GIVEN INSTRUCTION
Can you lay out the material below as a Markdown table with two columns, Row and Line, giving every line its own numbered row and skipping any blank lines?

(Object location annotation data)
START
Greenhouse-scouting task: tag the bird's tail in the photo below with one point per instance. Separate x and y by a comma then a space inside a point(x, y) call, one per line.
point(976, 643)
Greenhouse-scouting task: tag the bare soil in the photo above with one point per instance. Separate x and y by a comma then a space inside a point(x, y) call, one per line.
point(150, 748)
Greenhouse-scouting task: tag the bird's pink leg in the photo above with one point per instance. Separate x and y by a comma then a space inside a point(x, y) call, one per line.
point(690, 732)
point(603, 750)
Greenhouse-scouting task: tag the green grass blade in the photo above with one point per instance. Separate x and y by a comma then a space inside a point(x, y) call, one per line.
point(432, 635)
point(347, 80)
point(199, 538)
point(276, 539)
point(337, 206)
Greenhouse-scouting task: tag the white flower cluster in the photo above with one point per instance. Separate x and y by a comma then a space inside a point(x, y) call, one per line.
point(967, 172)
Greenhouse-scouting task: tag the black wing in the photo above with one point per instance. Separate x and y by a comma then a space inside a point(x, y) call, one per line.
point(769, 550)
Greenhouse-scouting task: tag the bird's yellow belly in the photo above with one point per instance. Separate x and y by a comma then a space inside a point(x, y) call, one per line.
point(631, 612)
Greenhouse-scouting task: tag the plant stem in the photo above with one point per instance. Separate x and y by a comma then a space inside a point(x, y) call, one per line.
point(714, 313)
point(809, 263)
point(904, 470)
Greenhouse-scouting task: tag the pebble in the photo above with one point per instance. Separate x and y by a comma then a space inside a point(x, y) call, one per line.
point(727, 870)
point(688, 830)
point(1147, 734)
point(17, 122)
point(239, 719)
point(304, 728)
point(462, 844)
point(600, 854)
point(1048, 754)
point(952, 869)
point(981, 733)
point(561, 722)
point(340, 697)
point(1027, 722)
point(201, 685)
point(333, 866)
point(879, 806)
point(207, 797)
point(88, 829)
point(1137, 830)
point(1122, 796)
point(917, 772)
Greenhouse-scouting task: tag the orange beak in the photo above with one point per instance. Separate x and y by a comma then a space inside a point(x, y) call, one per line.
END
WRITTEN REPLY
| Row | Line |
|---|---|
| 1 | Greenhouse-scouting task: tag the bird's tail in the photo below with one point per instance. Separate x and y by a comma then a space inside a point(x, y) call, one per line. |
| 2 | point(976, 643) |
| 3 | Greenhouse-scouting task: tag the bare soil in the photo above with one point per instance. Separate x and y by a comma then a space inside a point(x, y) call, one per line. |
| 4 | point(150, 748) |
| 5 | Greenhouse-scouting task: tag the bird's pink leg in the photo above with one point per instance. Separate x and y by a comma then a space inside a point(x, y) call, one per line. |
| 6 | point(690, 732) |
| 7 | point(603, 750) |
| 8 | Greenhouse-scouting task: tag the green grass blade in the photo above with one point per instance. Separate x and y by a comma then a space inside a point(x, y) call, one per line. |
| 9 | point(432, 635) |
| 10 | point(347, 80) |
| 11 | point(199, 538) |
| 12 | point(276, 539) |
| 13 | point(337, 206) |
| 14 | Greenhouse-scouting task: tag the white flower cluster in the photo above with one point per instance. Separate x and y by a comma then a space inside a point(x, y) call, one per line. |
| 15 | point(967, 172) |
| 16 | Greenhouse-scouting task: tag the black wing in the photo above with one point per instance. Separate x and y by a comma then a space inside a point(x, y) call, one per line. |
| 17 | point(769, 550) |
| 18 | Greenhouse-scouting task: tag the bird's yellow belly in the photo above with one point per instance. Separate x and y by a comma then a space inside a point(x, y) call, one per line. |
| 19 | point(631, 612) |
| 20 | Greenhouse-scouting task: tag the plant stem in the photo above with one point per instance. Separate x and y by a comma then a space inside a point(x, y) call, one per line. |
| 21 | point(714, 313) |
| 22 | point(809, 263) |
| 23 | point(904, 470) |
| 24 | Greenhouse-scouting task: tag the pebble in the photo above with one point per instance. Separate x and y by a comma then a space inside a point(x, y) call, one per line. |
| 25 | point(727, 870) |
| 26 | point(688, 830) |
| 27 | point(1147, 734) |
| 28 | point(17, 122) |
| 29 | point(239, 719) |
| 30 | point(304, 728) |
| 31 | point(462, 844) |
| 32 | point(600, 854) |
| 33 | point(1048, 754) |
| 34 | point(952, 869) |
| 35 | point(981, 733) |
| 36 | point(561, 722) |
| 37 | point(340, 697) |
| 38 | point(1027, 722) |
| 39 | point(201, 685) |
| 40 | point(333, 866) |
| 41 | point(879, 806) |
| 42 | point(207, 797) |
| 43 | point(88, 829) |
| 44 | point(1137, 830) |
| 45 | point(1122, 796) |
| 46 | point(917, 772) |
| 47 | Greenhouse-scouting task: tag the orange beak in the photo above with one point per instance. Separate x and y by a comma then a space inside a point(x, y) call, one per line. |